** Task details **
Among the entries below, find the lines that hold the word "horizon" and report them.

** Extracted data **
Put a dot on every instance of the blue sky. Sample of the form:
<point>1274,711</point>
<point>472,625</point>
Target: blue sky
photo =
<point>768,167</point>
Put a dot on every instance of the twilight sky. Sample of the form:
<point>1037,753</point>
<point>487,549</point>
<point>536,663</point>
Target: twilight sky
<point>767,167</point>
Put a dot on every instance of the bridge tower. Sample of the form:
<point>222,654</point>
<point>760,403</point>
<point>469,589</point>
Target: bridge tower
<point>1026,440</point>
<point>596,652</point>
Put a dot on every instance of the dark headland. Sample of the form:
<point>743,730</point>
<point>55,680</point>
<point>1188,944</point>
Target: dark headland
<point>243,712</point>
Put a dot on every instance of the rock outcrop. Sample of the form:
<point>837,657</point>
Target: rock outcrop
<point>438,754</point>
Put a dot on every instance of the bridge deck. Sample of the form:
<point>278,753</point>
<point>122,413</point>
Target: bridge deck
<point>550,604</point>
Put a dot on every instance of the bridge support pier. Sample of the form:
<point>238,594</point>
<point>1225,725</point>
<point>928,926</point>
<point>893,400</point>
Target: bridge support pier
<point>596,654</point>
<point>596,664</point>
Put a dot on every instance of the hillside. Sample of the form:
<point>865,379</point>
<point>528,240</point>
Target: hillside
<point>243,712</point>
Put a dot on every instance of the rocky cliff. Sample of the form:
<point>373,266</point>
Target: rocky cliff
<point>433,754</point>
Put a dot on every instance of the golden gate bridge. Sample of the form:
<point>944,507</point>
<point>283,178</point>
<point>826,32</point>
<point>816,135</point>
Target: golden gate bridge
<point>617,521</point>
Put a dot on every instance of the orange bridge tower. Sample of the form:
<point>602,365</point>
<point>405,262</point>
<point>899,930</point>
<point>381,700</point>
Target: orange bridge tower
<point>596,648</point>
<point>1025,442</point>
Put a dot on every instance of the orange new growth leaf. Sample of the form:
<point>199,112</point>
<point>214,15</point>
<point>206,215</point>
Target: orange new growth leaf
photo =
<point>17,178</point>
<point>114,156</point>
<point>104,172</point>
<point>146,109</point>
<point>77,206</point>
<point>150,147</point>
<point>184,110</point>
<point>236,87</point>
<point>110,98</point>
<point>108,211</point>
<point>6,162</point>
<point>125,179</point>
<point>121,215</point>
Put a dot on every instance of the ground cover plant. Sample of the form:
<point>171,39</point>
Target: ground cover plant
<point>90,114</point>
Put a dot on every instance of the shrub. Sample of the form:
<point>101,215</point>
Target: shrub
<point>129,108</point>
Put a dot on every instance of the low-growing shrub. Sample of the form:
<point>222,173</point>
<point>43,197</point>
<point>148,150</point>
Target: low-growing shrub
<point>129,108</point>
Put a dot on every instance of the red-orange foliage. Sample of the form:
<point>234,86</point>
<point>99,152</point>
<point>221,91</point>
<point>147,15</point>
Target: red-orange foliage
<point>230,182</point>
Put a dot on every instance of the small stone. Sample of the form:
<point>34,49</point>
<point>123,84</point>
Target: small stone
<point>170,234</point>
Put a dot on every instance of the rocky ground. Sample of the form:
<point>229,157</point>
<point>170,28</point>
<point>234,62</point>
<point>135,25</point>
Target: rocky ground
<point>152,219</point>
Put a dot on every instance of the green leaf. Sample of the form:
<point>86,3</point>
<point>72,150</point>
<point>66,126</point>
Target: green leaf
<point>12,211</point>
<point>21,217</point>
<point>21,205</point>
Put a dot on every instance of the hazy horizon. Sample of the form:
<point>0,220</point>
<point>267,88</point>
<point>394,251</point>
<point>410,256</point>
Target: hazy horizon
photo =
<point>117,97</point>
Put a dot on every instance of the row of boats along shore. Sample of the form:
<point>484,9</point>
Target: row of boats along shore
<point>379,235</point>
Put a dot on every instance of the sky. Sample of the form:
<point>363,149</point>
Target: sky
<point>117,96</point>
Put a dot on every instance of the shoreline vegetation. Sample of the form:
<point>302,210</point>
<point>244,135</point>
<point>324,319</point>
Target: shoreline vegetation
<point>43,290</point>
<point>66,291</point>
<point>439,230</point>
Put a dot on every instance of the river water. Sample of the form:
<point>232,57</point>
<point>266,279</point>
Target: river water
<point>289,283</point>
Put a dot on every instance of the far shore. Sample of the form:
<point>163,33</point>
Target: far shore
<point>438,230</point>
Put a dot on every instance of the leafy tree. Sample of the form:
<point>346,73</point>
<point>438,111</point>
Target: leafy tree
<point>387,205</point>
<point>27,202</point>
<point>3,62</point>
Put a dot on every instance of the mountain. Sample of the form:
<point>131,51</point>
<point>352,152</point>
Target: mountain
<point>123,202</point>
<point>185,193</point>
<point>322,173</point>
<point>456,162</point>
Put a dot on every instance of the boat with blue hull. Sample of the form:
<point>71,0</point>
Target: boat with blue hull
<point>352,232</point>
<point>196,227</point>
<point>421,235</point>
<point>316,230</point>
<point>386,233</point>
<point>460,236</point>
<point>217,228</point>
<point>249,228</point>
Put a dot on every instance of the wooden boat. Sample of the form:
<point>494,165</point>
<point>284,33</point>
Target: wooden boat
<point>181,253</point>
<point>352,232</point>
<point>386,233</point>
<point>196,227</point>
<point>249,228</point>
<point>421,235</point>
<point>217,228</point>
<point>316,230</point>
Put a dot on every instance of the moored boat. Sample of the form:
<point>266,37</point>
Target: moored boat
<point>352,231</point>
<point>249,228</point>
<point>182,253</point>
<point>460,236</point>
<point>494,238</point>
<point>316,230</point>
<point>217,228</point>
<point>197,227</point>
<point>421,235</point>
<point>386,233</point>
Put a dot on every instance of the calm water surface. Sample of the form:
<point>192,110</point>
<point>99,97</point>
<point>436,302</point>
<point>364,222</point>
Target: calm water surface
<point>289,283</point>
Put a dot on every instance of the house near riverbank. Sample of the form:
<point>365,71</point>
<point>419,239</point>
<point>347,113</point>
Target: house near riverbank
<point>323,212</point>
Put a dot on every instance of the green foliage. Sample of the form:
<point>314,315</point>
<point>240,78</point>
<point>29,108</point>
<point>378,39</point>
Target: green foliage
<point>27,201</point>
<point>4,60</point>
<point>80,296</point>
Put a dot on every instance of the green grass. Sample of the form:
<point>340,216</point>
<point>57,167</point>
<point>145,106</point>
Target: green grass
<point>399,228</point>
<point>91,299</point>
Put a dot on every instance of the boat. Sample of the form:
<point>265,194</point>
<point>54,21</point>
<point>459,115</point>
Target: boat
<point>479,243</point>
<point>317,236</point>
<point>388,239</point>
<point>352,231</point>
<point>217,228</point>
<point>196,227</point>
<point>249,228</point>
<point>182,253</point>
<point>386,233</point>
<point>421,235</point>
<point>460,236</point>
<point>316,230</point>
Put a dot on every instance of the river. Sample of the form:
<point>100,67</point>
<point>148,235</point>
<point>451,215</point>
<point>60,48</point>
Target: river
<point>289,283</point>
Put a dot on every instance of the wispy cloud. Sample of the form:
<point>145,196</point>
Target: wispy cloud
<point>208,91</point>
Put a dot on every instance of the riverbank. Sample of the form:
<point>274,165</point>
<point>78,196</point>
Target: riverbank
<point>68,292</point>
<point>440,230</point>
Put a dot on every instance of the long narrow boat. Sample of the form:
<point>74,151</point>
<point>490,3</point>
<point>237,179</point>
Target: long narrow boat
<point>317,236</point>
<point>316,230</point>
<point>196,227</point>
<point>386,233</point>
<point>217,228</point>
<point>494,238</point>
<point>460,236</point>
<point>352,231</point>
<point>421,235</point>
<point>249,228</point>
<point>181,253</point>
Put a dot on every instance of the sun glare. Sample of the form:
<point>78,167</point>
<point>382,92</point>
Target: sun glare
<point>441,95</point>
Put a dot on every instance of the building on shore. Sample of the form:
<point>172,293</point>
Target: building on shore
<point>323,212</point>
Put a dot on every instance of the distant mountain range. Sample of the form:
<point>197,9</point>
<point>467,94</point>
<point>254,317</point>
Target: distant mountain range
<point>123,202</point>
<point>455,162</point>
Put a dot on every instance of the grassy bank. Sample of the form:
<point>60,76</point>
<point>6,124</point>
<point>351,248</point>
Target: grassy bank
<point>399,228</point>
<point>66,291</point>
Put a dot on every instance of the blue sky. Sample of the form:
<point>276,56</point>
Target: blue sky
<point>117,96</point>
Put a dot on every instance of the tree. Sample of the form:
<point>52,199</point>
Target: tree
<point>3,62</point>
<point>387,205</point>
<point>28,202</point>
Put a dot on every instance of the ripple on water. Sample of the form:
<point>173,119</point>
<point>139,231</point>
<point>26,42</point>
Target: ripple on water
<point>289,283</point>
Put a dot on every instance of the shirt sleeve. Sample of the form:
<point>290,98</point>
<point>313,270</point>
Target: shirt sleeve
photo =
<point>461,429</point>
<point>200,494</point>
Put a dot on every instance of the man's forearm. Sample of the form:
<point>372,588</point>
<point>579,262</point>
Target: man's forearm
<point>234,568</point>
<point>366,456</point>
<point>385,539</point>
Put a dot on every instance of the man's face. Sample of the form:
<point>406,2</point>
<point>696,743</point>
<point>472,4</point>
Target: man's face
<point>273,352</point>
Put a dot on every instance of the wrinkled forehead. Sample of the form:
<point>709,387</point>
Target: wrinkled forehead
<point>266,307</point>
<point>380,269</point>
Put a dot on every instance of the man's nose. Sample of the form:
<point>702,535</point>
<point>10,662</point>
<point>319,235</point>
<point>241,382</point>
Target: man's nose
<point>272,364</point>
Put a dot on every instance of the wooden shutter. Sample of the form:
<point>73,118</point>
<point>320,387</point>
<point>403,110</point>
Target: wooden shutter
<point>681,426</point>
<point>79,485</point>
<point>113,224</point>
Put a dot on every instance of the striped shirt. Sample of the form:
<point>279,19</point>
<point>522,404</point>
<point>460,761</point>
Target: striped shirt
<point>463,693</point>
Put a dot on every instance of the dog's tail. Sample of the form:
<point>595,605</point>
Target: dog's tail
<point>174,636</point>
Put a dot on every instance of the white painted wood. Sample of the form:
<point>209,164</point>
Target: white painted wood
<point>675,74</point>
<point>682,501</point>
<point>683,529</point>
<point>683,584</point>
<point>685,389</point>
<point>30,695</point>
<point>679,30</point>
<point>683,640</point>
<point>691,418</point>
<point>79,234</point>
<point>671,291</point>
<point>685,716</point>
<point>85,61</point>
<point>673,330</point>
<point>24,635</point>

** Solution to this task **
Put a dot on every instance of the hazy horizon. Sample of the form:
Target: hazy horizon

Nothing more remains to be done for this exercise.